## Tujuan
1. Kutip berita tentang pilah sampah di Semarang pada bagian mulai dari "Salah satunya dengan" sampai "pada Rabu (10/9/2025).".
2. Dari berita tentang pilah sampah di Semarang, sebutkan semua singkatan yang kepanjangannya ditulis di dalam teks beserta kepanjangannya.
3. Teruskan berita tentang gerakan pilah sampah di Semarang, mulai setelah kalimat terakhir yang ditampilkan.

## Teks Dokumen
SEMARANGUPDATE.COM – Gerakan Pilah Sampah untuk mewujudkan program Pemerintah Kota Semarang yakni Semarang Bersih dari tingkat bawah diketahui sudah berjalan bulan Maret 2025.
Sosialiasi hingga ke tingkat Rukun Tetangga (RT) bahkan terus dilakukan dengan menggandeng Tim Penggerak (TP) PKK baik tingkat kota, kecamatan hingga kelurahan.
Meski demikian, rupanya program ini masih belum bisa menyasar seluruh masyarakat untuk melakukan pilah sampah dan mengurangi pembuangan sampah ke tempat pembuangan akhir (TPA).
Kepala Dinas Lingkungan Hidup (DLH) Kota Semarang, Arwita Mawarti menegaskan jika pihaknya terus melakukan sosialisasi dan edukasi kepada masyarakat untuk melakukan pilah sampah.
Salah satunya dengan menggelar FGD Pilah Sampah yang diikuti perwakilan masyarakat setempat. Di Kelurahan Sekayu, Kecamatan Semarang Tengah, puluhan ibu-ibu mengikuti FGD Pilah Sampah yang diadakan pada Rabu (10/9/2025).
Melalui FGD ini, Arwita berharap peserta yang hadir bisa menyampaikan pentingnya pilah sampah di lingkungan rumah tangga dan RT.
Diakui Arwita, merupakan pola pikir atau mindset masyarakat tentang memilah sampah memang tidak mudah.
“Mengubah mindset ini tidak mudah apalagi masyarakat punya karakter yang berbeda-beda. Mereka beranggapan yang penting saya buang sampah pada tempatnya. Padahal dengan memilah sampah sebelum dibuang itu akan mengurangi timbunan sampah di TPA,” jelas Arwita.

## Informasi yang Ditampilkan

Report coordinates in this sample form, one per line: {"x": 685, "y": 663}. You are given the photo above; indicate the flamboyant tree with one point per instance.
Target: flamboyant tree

## Kumpulan Jawaban
1.
Salah satunya dengan menggelar FGD Pilah Sampah yang diikuti perwakilan masyarakat setempat. Di Kelurahan Sekayu, Kecamatan Semarang Tengah, puluhan ibu-ibu mengikuti FGD Pilah Sampah yang diadakan pada Rabu (10/9/2025).

2.
RT: Rukun Tetangga
TP: Tim Penggerak
TPA: tempat pembuangan akhir
DLH: Dinas Lingkungan Hidup

3.
Dari data yang ada, setiap harinya ada 2.000 ton sampah yang dibuang di TPA Jatibarang. Dari jumlah tersebut 80 persennya merupakan sampah dari rumah tangga.
Guna mengurangi sampah rumah tangga, program pilah sampah yang dilakukan di tingkat rumah tangga terus digenjot. Pasalnya, kondisi TPA Jatibarang semakin hari daya tampungnya terus menipis.
“80 persen dari 2000 ton sampah per hari yang dibuang ke TPA itu adalah sampah rumah tangga. Sedangkan hingga saat ini baru 26 persen sampah rumah tangga yang terpilah melalui program pilah sampah. Perlu upaya masif,” bebernya.
80 persen sampah rumah tangga yang masuk ke TPA, lanjut Arwita, lebih dari 60 persennya adalah sampah organik rumah tangga, dan sisanya adalah sampah non-organik.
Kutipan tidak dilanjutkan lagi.